Stated problem
Copy the items below verbatim, from the line containing "Task: check that each instance of the football" through the line containing "[(562, 202), (159, 176), (500, 129), (259, 109), (363, 113)]", including both of those lines. Leave the pictures out.

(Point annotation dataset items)
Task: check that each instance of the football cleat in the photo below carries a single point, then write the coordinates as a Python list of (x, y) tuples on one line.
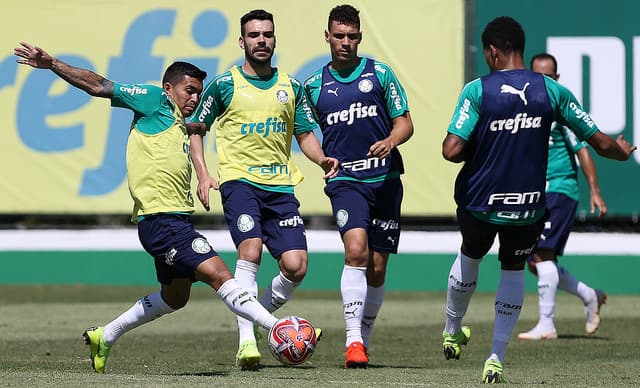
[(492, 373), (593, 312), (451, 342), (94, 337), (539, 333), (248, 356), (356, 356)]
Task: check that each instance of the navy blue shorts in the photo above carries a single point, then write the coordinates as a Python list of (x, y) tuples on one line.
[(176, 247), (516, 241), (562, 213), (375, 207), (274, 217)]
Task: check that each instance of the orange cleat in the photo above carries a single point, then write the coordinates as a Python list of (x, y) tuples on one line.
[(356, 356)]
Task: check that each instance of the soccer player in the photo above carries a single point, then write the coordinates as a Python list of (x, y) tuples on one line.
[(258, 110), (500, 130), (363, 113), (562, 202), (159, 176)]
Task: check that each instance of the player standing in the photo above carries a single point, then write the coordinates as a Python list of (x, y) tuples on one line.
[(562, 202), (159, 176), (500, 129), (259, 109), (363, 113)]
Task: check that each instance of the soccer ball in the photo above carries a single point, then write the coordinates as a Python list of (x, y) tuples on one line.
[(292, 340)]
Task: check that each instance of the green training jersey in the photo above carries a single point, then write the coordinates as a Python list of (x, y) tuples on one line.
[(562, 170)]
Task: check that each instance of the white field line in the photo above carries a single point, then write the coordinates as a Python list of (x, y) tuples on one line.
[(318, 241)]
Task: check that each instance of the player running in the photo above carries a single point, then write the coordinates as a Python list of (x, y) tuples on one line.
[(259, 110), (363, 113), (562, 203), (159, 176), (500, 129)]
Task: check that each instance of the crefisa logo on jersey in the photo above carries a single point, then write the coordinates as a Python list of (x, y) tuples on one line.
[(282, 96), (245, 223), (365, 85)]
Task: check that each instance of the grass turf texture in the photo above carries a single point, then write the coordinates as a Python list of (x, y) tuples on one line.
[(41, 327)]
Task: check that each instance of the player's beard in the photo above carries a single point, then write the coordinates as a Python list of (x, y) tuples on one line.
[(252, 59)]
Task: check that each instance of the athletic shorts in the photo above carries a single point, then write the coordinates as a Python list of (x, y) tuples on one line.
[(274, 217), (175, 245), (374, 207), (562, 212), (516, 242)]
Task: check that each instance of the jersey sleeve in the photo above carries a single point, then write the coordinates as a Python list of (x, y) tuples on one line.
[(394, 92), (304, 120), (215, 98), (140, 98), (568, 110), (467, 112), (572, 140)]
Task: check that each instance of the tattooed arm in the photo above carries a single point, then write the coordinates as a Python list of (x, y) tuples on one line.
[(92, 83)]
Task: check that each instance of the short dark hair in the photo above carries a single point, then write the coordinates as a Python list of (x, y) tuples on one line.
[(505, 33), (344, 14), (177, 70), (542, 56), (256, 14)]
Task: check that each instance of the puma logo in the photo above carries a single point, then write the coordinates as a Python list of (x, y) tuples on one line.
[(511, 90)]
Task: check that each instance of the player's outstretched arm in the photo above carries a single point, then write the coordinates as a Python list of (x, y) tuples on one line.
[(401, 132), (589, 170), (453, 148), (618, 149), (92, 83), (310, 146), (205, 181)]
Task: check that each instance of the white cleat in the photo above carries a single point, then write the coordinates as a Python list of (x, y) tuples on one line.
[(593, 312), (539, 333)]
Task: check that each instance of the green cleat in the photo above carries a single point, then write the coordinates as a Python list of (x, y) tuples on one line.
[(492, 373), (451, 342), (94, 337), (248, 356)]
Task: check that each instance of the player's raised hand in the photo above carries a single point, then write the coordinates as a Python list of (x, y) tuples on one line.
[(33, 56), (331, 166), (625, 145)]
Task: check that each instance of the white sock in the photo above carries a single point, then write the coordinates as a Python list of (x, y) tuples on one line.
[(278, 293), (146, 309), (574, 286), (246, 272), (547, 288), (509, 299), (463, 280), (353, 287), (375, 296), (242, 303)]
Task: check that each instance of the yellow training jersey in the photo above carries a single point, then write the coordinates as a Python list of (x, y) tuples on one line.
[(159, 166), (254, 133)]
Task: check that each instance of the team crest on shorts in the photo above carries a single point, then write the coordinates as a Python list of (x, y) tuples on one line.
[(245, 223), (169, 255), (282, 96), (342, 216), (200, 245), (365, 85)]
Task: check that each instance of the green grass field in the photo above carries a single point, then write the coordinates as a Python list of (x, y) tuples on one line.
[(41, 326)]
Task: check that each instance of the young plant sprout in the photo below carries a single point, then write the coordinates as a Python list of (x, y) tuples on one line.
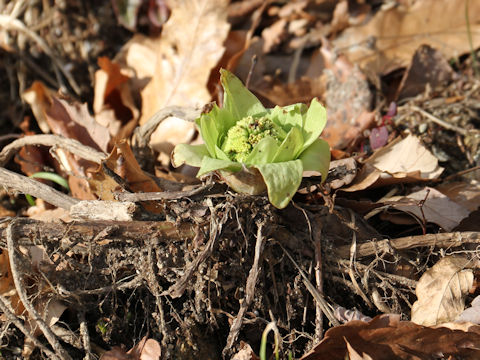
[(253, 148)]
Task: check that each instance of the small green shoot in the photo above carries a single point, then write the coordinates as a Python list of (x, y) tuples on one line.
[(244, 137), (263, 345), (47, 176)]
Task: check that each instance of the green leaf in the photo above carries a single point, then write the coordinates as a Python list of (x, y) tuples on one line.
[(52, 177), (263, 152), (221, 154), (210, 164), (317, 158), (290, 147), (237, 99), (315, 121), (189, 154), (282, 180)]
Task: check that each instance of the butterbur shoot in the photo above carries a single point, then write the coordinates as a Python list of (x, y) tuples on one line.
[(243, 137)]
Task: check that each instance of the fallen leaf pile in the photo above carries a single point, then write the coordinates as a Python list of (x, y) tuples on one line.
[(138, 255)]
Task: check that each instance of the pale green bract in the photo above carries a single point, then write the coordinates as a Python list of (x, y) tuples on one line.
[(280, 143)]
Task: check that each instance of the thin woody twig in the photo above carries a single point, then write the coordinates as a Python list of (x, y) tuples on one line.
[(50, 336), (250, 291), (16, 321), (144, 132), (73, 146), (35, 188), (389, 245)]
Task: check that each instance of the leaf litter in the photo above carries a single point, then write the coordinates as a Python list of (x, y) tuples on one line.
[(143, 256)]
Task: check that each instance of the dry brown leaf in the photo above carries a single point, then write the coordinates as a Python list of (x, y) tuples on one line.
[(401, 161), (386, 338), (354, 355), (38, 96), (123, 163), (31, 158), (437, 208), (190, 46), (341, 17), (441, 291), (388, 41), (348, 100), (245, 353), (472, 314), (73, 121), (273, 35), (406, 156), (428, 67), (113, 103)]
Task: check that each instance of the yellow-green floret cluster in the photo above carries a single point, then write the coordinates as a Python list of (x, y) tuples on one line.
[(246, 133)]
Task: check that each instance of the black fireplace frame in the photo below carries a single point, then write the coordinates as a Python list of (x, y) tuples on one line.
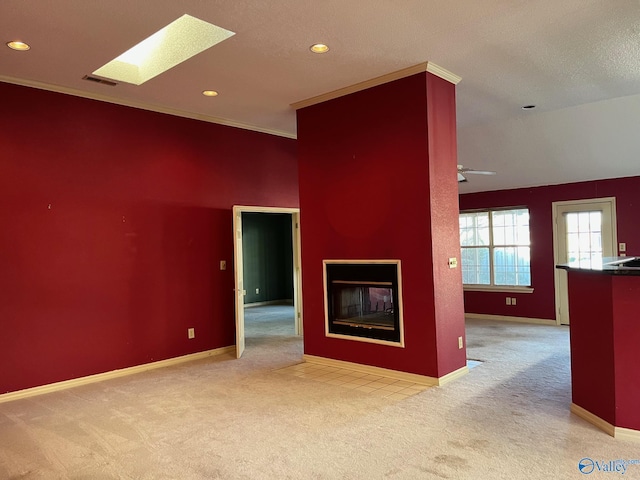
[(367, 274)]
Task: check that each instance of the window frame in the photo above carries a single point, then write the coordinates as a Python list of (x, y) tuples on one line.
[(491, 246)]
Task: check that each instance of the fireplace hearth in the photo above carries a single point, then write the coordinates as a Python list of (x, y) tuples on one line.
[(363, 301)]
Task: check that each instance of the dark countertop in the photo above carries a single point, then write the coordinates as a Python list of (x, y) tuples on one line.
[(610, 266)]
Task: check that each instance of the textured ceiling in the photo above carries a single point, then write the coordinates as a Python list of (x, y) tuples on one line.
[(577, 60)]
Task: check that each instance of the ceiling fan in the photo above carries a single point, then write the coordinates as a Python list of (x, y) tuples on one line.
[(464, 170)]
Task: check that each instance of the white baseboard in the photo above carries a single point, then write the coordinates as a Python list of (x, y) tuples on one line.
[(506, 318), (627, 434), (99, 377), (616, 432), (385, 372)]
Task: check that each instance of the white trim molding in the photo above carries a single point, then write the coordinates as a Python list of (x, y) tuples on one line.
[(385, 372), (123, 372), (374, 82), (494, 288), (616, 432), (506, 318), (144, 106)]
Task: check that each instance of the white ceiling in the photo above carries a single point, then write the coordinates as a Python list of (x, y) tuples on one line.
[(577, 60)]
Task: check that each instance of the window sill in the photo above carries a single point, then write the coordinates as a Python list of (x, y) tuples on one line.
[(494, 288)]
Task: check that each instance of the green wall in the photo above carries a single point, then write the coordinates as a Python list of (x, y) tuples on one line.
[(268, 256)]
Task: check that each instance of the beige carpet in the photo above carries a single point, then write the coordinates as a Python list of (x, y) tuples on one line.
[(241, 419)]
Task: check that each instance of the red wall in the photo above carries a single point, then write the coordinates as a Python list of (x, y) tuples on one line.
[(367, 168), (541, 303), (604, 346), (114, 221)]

* * *

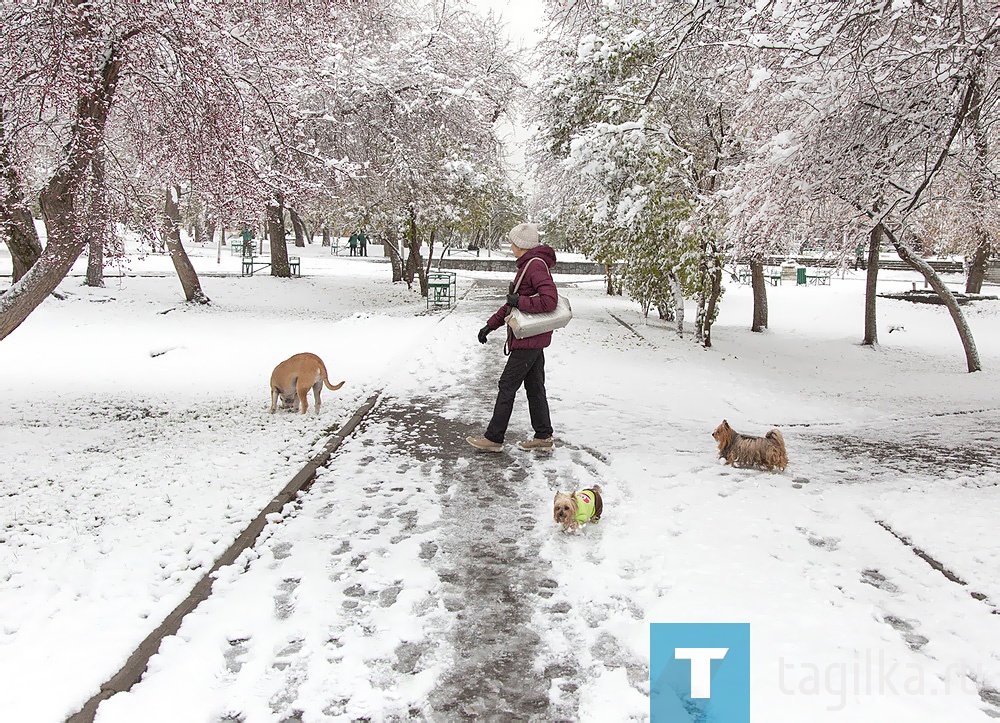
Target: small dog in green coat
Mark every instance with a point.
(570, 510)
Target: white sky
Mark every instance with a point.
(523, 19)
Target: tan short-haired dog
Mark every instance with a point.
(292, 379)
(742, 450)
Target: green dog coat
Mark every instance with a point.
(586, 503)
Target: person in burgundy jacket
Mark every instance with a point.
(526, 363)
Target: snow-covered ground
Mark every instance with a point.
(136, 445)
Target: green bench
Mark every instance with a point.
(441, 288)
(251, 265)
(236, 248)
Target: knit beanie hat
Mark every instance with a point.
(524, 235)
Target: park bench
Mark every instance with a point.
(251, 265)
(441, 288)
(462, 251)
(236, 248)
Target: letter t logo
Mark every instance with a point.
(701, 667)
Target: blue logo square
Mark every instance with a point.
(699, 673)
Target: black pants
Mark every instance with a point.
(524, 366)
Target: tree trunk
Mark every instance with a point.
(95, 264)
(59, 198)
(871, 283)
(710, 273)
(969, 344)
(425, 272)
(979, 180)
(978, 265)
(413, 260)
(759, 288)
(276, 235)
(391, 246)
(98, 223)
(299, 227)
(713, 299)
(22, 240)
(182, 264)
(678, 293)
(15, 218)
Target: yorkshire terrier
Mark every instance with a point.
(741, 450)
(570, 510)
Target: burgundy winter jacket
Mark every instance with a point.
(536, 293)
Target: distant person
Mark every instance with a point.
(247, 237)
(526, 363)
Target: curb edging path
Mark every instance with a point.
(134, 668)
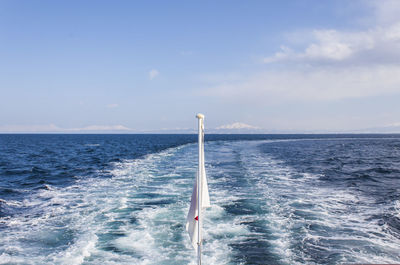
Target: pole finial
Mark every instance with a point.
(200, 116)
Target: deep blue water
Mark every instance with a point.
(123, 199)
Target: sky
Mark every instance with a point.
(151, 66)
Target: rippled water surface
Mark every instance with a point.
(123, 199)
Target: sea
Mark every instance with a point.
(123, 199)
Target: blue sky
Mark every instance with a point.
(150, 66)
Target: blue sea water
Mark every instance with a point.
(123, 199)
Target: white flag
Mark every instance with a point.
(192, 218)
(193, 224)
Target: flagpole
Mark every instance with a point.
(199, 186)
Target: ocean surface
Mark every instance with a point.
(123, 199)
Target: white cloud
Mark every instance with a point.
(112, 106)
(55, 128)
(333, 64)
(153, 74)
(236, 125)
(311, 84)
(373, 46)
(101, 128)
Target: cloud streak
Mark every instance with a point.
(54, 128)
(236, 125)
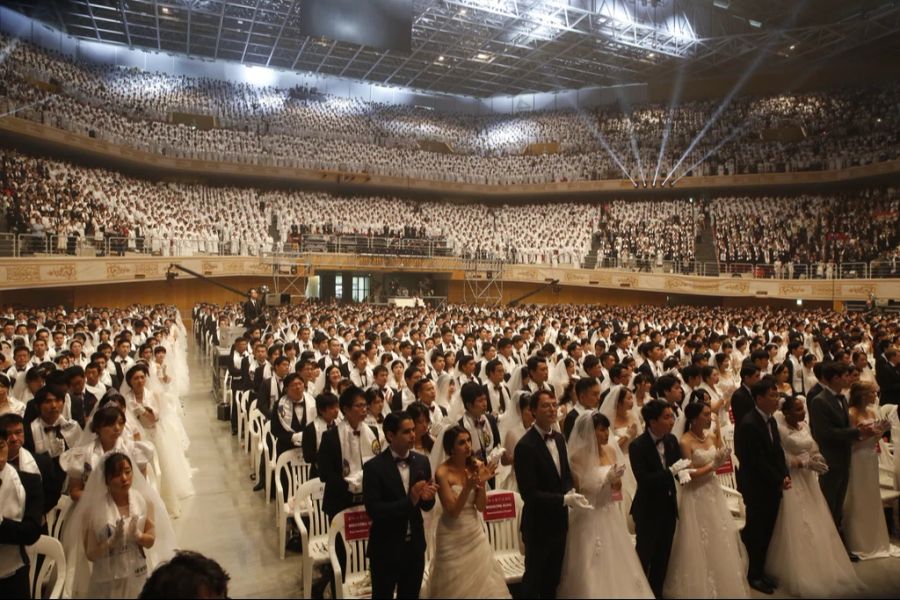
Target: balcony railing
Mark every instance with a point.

...

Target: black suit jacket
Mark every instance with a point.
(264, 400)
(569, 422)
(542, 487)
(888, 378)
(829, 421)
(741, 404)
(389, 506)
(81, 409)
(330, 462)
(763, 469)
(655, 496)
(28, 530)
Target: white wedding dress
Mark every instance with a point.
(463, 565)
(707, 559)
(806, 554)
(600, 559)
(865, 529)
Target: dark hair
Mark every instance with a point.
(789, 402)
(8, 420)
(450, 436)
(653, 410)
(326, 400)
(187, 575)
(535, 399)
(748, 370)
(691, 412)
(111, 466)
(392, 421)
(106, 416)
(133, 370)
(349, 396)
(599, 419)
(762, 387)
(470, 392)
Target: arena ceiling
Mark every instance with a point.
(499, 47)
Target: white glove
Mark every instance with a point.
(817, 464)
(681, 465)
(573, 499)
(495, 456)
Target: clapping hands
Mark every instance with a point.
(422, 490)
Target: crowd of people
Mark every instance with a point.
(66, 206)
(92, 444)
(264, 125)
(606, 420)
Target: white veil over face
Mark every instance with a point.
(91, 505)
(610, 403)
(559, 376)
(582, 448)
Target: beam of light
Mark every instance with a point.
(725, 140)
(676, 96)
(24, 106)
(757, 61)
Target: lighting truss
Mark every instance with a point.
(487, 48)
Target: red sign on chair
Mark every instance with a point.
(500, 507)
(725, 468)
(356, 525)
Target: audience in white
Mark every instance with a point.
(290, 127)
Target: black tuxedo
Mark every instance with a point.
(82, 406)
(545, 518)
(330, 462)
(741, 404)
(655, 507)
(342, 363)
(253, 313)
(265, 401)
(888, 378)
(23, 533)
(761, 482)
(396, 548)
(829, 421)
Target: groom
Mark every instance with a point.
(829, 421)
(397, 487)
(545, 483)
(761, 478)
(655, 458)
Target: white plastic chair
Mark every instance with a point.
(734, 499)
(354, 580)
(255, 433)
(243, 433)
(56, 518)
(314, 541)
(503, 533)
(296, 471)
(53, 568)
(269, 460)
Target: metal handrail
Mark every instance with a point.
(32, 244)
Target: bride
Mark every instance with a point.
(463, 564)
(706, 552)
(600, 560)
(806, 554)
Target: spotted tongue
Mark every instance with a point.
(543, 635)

Exercise solution
Task: check that each instance of the football cleat in the photo below carries a single point, then write the coordinates as a Python list of (x, y) tuples on one line.
[(492, 373), (593, 312), (451, 342), (94, 337), (539, 333), (248, 356), (356, 356)]
Task: check that each instance of the navy blue shorts in the photo above carries a single point, then write the coordinates as a Python list of (x, y) tuples on one line.
[(176, 247), (516, 241), (562, 213), (375, 207), (274, 217)]
Task: check that each instance of the orange cleat in the photo above carries a single point, then write the coordinates as a Python list of (x, y) tuples on one line.
[(356, 356)]
Task: check that each instance of the soccer player in the photo above carries a single point, then write the coordinates as a Python list of (x, y) tuples on one line.
[(258, 110), (500, 130), (363, 113), (562, 202), (159, 176)]
Task: check that each instance of the player standing in the photo above carries a single point, then write the coordinates as a Python list of (x, y) tuples on one line.
[(562, 202), (159, 176), (500, 129), (259, 109), (363, 113)]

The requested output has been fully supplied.